Given records ::
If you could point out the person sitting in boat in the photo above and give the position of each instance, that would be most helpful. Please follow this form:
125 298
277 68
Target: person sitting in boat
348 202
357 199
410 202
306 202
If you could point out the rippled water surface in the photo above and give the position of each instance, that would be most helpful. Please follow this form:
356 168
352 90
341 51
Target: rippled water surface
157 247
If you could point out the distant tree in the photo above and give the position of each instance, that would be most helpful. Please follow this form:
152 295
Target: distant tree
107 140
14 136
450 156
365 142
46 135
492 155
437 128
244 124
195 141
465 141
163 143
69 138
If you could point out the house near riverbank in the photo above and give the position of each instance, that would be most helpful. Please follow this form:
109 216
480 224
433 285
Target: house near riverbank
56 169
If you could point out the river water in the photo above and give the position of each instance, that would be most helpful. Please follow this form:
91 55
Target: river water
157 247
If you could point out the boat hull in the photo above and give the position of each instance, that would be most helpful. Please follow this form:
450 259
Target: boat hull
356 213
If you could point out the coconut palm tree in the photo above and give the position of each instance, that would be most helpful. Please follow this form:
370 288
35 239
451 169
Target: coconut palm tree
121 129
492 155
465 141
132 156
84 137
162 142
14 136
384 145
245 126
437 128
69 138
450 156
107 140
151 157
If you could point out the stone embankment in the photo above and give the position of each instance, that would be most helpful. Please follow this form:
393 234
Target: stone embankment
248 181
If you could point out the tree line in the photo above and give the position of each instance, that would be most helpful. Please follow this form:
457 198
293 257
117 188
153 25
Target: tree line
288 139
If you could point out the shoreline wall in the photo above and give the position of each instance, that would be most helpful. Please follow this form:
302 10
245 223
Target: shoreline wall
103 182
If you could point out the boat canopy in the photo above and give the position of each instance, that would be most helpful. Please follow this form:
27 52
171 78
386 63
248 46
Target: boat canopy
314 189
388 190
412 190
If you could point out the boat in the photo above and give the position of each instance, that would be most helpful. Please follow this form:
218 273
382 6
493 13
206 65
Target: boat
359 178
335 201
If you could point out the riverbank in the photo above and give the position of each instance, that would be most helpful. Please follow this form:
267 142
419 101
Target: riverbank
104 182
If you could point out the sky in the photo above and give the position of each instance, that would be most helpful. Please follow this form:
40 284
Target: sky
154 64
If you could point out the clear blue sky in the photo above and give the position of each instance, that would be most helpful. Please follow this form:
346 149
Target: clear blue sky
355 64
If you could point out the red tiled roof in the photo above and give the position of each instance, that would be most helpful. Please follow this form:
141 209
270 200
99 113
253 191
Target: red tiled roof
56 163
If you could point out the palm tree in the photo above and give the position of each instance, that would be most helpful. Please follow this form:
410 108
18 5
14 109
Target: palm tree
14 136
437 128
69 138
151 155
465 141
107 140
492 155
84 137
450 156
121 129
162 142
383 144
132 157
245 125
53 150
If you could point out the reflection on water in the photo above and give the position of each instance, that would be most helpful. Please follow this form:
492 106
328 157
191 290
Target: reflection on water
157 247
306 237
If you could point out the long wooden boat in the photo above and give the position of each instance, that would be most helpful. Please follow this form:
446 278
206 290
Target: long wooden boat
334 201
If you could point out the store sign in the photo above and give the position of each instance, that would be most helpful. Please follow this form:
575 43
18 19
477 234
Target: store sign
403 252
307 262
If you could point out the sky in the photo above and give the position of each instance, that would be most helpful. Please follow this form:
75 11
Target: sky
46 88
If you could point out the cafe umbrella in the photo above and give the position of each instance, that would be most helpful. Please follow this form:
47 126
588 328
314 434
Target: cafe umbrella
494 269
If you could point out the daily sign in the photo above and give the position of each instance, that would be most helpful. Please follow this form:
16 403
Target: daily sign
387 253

Request ::
Your task is to repeat the data exactly; please include every line.

Answer to this exercise ::
If you could point out the person sitting in boat in the photo above and give the position of each instance, that would be most helpful. Please follow this form:
125 298
277 68
Target: person sitting in boat
348 202
357 199
410 202
306 202
If you could point out the rippled water surface in the photo above and give the position of each instance, that would be most helpful. Please follow this form:
356 168
352 90
341 51
Target: rippled water surface
157 247
If you could point out the distant tree in the photo above and give the position of each instance, that would be most helpful. Please follow this form:
152 295
Target: distant tree
107 140
14 136
450 156
365 142
46 135
492 155
437 128
244 124
195 141
465 141
163 143
69 138
If you could point out the house near riverbank in the photo above and give the position of each instance, that would be most helpful. Please follow this form:
109 216
480 224
433 285
Target: house near riverbank
56 169
If you could point out the river water in the photo above and give the position of each instance, that would be most helpful. Please follow this form:
91 55
Target: river water
157 247
If you could point out the boat hull in the photo above and give the position of each instance, that would be most helpful. Please follow this form:
450 259
Target: boat hull
356 213
If you could point out the coconut palm tree in the photo above and give the position of each instance, that would be most helpful. Please follow this form:
370 288
35 239
451 169
Target: coconut palm tree
121 129
492 155
465 141
132 156
84 137
162 142
14 136
384 145
245 126
437 128
69 138
450 156
107 140
151 157
If you could point out the stone embankment in the photo above and give the position of each instance, that would be most helpful. Please follow this form:
393 234
Target: stone embankment
248 181
If you could point out the tree line in the photo above and give the position of each instance, that would be most helpful. Please follow this form:
457 198
293 257
117 188
153 25
Target: tree line
288 139
If you could point out the shoreline wall in the photo above and give the position of each instance, that would be most helpful. Please follow this form:
302 10
245 223
Target: shoreline wall
103 182
If you could point out the boat canopy in the photo above and give the position of each instance, that would be most helpful. Please follow this form:
27 52
171 78
386 63
248 46
Target: boat canopy
314 189
388 190
412 190
If you could point out the boat in the photo above and give the position of each instance, that would be most helpful. Please follow this form:
218 273
382 6
493 13
206 65
Target: boat
359 178
335 201
If you could point out the riverbank in the photo above and give the position of each instance, that would be most helpful. Please follow this form:
267 142
419 101
Target: riverbank
104 182
If you could point out the sky in the photo above and give the position of each instance, that would be most helpful. Please follow this form:
40 284
Target: sky
154 64
If you could point out the clear blue sky in the photo above and give the position of each instance, that would be most helpful. Please follow this form:
346 149
Target: clear blue sky
355 64
If you could point out the red tiled roof in the photo above and give the position of each instance, that would be most helpful. Please follow this form:
141 209
270 200
99 113
253 191
Target: red tiled roof
56 163
If you could point out the palm tree in the photo above and give the position of each instance, that would be most helpful. Please follow this form:
410 108
18 5
14 109
Target: palm tree
14 136
437 128
69 138
151 155
465 141
107 140
492 155
84 137
450 156
121 129
162 142
383 144
132 157
245 125
53 150
If you could point out the reflection on water in the photo above and give the position of each instance, that would be most helpful. Please follow this form:
492 106
328 157
191 290
Target: reflection on water
157 247
306 237
If you could point out the long wooden boat in the photo above and give the position of each instance, that would be most helpful. Please follow this form:
446 278
206 290
Target: long wooden boat
334 201
If you could point out the store sign in the photo above and give the position of each instance, that would be most helpful. Please follow this form:
575 43
18 19
477 234
Target: store sign
403 252
307 262
If you could point out the sky in the photo above and give the position of each instance, that would be most helpful. Please follow this form:
75 11
Target: sky
46 88
If you could point out the cafe umbrella in the photo above and give the position of each instance, that would be most helpful. Please follow this form:
47 126
588 328
314 434
Target: cafe umbrella
494 269
If you could point out the daily sign in the photo above and give the position of each instance, that would be most helpful. Please follow this form:
16 403
Target: daily sign
387 253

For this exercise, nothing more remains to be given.